### STATED PROBLEM 1
Return every line of the listing below that contains the string "shot", matching case exactly.

### DOCUMENT TEXT

'''

Assignment 4 - Gems & Light Flashcards
The distance between two adjacent high points of an energy wave.
Wavelength
Process by which a material absorbs some
components of visible light and transmits others.
Selective absorption
A pattern of dark vertical lines or bands shown by
certain gems when viewed through a spectroscope.
Absorption spectrum
Elements that can selectively absorb some
wavelengths of visible light and produce color in gems.
Transition elements
A gem colored by trace elements in its crystal structure.
Allochromatic
A gem colored by an element that is an essential part of its chemical composition.
Idiochromatic
The movement of electrons back and forth between ions, causing the selective
absorption of light.
Charge transfer
A process where two transition elements with different valences exchange electrons to selectively absorb light.
Intervalence charge transfer
A small defect in the crystal structure of a material that can absorb light and give rise to a color.
Color center
Exposing a gem to manmade radiation to change or improve its color.
Irradiation
Emission of visible light by a material when it’s
stimulated by ultraviolet or X-ray radiation.

'''

### EXTRACTED DATA

'''

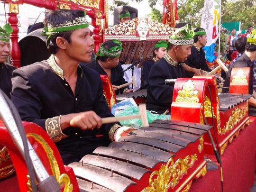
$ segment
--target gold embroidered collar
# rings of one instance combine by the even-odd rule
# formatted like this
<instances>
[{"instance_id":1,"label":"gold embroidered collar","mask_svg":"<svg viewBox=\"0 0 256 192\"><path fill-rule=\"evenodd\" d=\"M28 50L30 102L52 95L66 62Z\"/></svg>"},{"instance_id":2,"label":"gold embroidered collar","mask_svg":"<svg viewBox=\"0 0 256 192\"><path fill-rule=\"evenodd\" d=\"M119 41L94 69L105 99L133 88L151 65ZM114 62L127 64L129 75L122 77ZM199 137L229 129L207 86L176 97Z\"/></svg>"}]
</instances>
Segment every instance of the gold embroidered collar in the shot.
<instances>
[{"instance_id":1,"label":"gold embroidered collar","mask_svg":"<svg viewBox=\"0 0 256 192\"><path fill-rule=\"evenodd\" d=\"M54 55L52 54L49 59L47 60L47 62L48 62L48 64L50 66L50 67L51 67L51 69L52 69L52 70L53 71L53 72L59 77L60 77L61 78L62 78L63 80L64 80L64 75L63 75L63 70L61 69L59 66L57 64L56 62L55 62L55 59L54 58ZM79 67L82 70L82 73L81 73L81 77L82 78L82 68L80 64L78 65Z\"/></svg>"},{"instance_id":2,"label":"gold embroidered collar","mask_svg":"<svg viewBox=\"0 0 256 192\"><path fill-rule=\"evenodd\" d=\"M172 59L167 53L165 54L164 58L165 59L166 61L171 65L175 66L176 67L178 67L178 62L174 61L173 59Z\"/></svg>"},{"instance_id":3,"label":"gold embroidered collar","mask_svg":"<svg viewBox=\"0 0 256 192\"><path fill-rule=\"evenodd\" d=\"M197 50L197 51L199 52L200 51L200 49L201 48L198 47L195 43L194 43L194 44L193 44L193 46L194 46L195 47L195 48L196 49L196 50Z\"/></svg>"},{"instance_id":4,"label":"gold embroidered collar","mask_svg":"<svg viewBox=\"0 0 256 192\"><path fill-rule=\"evenodd\" d=\"M155 62L157 61L156 60L156 59L155 58L155 57L154 57L152 59L152 60L155 61Z\"/></svg>"}]
</instances>

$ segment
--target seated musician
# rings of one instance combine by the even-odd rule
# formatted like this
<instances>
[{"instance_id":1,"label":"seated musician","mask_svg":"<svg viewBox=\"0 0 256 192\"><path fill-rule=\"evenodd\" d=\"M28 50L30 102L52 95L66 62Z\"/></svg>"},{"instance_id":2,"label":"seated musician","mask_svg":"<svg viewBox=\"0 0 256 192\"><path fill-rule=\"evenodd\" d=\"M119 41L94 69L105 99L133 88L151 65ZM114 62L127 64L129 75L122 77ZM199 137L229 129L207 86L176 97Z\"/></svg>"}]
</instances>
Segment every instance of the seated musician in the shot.
<instances>
[{"instance_id":1,"label":"seated musician","mask_svg":"<svg viewBox=\"0 0 256 192\"><path fill-rule=\"evenodd\" d=\"M102 81L97 72L79 65L90 61L93 51L85 12L58 9L46 24L42 34L52 54L13 72L11 98L23 120L47 131L66 165L127 135L130 128L102 125L101 118L113 116Z\"/></svg>"},{"instance_id":2,"label":"seated musician","mask_svg":"<svg viewBox=\"0 0 256 192\"><path fill-rule=\"evenodd\" d=\"M96 60L89 64L88 67L100 74L107 75L110 80L114 90L118 86L127 83L124 79L124 71L119 63L119 56L122 51L122 43L116 39L106 41L101 45L96 53ZM115 91L116 94L132 92L128 86Z\"/></svg>"},{"instance_id":3,"label":"seated musician","mask_svg":"<svg viewBox=\"0 0 256 192\"><path fill-rule=\"evenodd\" d=\"M128 21L131 20L130 15L128 10L123 10L120 12L119 15L119 22L120 23L123 23L124 22Z\"/></svg>"},{"instance_id":4,"label":"seated musician","mask_svg":"<svg viewBox=\"0 0 256 192\"><path fill-rule=\"evenodd\" d=\"M0 27L0 89L9 98L12 88L11 75L16 68L6 63L10 53L10 34L13 30L9 24Z\"/></svg>"},{"instance_id":5,"label":"seated musician","mask_svg":"<svg viewBox=\"0 0 256 192\"><path fill-rule=\"evenodd\" d=\"M143 63L141 72L141 89L146 89L147 78L148 78L150 69L155 62L163 57L166 53L167 44L167 41L164 40L159 41L156 43L153 52L153 58Z\"/></svg>"},{"instance_id":6,"label":"seated musician","mask_svg":"<svg viewBox=\"0 0 256 192\"><path fill-rule=\"evenodd\" d=\"M254 98L252 97L248 100L249 105L256 107L256 92L253 89L254 71L255 64L254 62L256 59L256 29L252 31L249 37L247 38L245 53L240 56L232 64L229 66L229 68L223 87L229 87L230 84L230 76L232 69L233 68L250 67L250 78L249 80L249 94L252 94ZM222 93L228 92L224 89L222 90Z\"/></svg>"},{"instance_id":7,"label":"seated musician","mask_svg":"<svg viewBox=\"0 0 256 192\"><path fill-rule=\"evenodd\" d=\"M183 64L186 71L186 77L194 75L201 75L201 72L210 72L211 70L206 64L205 54L203 47L207 43L206 32L202 28L197 28L194 30L194 44L191 48L191 55Z\"/></svg>"},{"instance_id":8,"label":"seated musician","mask_svg":"<svg viewBox=\"0 0 256 192\"><path fill-rule=\"evenodd\" d=\"M185 70L181 64L191 54L194 42L192 31L187 25L169 37L168 51L153 65L148 76L147 88L147 109L158 114L171 111L174 86L165 85L166 79L185 77Z\"/></svg>"}]
</instances>

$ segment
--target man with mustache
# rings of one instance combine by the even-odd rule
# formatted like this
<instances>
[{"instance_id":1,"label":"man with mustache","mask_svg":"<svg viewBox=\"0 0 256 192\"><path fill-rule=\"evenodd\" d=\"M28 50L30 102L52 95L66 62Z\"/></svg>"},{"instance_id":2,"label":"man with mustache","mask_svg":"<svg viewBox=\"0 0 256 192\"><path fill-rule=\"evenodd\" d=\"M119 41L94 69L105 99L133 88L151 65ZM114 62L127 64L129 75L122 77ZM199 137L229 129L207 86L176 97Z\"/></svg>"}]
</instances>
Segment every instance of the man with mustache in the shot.
<instances>
[{"instance_id":1,"label":"man with mustache","mask_svg":"<svg viewBox=\"0 0 256 192\"><path fill-rule=\"evenodd\" d=\"M203 47L207 43L206 32L202 28L197 28L194 31L194 44L191 48L191 55L183 64L186 71L186 77L194 75L201 76L201 72L211 72L206 64Z\"/></svg>"},{"instance_id":2,"label":"man with mustache","mask_svg":"<svg viewBox=\"0 0 256 192\"><path fill-rule=\"evenodd\" d=\"M148 76L147 87L147 109L158 114L171 111L174 86L165 85L166 79L185 77L181 63L191 54L194 42L192 31L188 25L179 28L169 37L168 52L153 65Z\"/></svg>"},{"instance_id":3,"label":"man with mustache","mask_svg":"<svg viewBox=\"0 0 256 192\"><path fill-rule=\"evenodd\" d=\"M13 30L9 24L0 27L0 89L9 98L12 88L11 75L16 68L6 63L10 53L10 34Z\"/></svg>"},{"instance_id":4,"label":"man with mustache","mask_svg":"<svg viewBox=\"0 0 256 192\"><path fill-rule=\"evenodd\" d=\"M98 146L127 136L130 128L102 124L113 116L99 74L89 62L94 42L84 11L58 9L46 20L42 35L52 53L47 60L15 70L11 99L21 119L45 129L64 165L78 162Z\"/></svg>"}]
</instances>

'''

### STATED PROBLEM 2
Continue the gems and light flashcards from the point where they stop.

### TASK RESPONSE 1
Segment every instance of the gold embroidered collar in the shot.
Segment every instance of the seated musician in the shot.
Segment every instance of the man with mustache in the shot.

### TASK RESPONSE 2
Fluorescence
Continued emission of visible light after UV or X-
ray stimulation stops.
Phosphorescence
Change in speed and possible change in direction of light as it travels from one material to another.
Refraction
The appearance of double
images of a gemstone’s facet junctions
on the side opposite the viewer.
Doubling
When a gem’s crystal structure splits light into two rays that each travel at a slightly different speed and direction.
Double refraction
When a gem’s crystal structure doesn’t change incoming light other than by refraction and absorption.
Single refraction
Direction of single refraction in a doubly refractive gem.
Optic axis
When a gem shows different bodycolors from different crystal directions.
Pleochroism
The separation of white light into spectral colors.
Dispersion
Interaction between two light rays with the same wavelengths as they travel along the same path.
Interference
A rainbow effect created when light is broken up into spectral hues by thin layers.
Iridescence (Orient)
Iridescence seen in some natural and cultured pearls and mother-of-pearl.
Orient
A special kind of interference phenomenon that
produces patches of pure spectral colors.
Diffraction
The flashing rainbow colors in opal, produced by the interaction of visible light with the gem’s microscopic internal structure of stacked silica spheres.
Play-of-color
A broad flash of color in labradorite feldspar that
disappears when the gem is moved.
Labradorescence
The cloudy bluish white light in a moonstone, caused by scattering of light.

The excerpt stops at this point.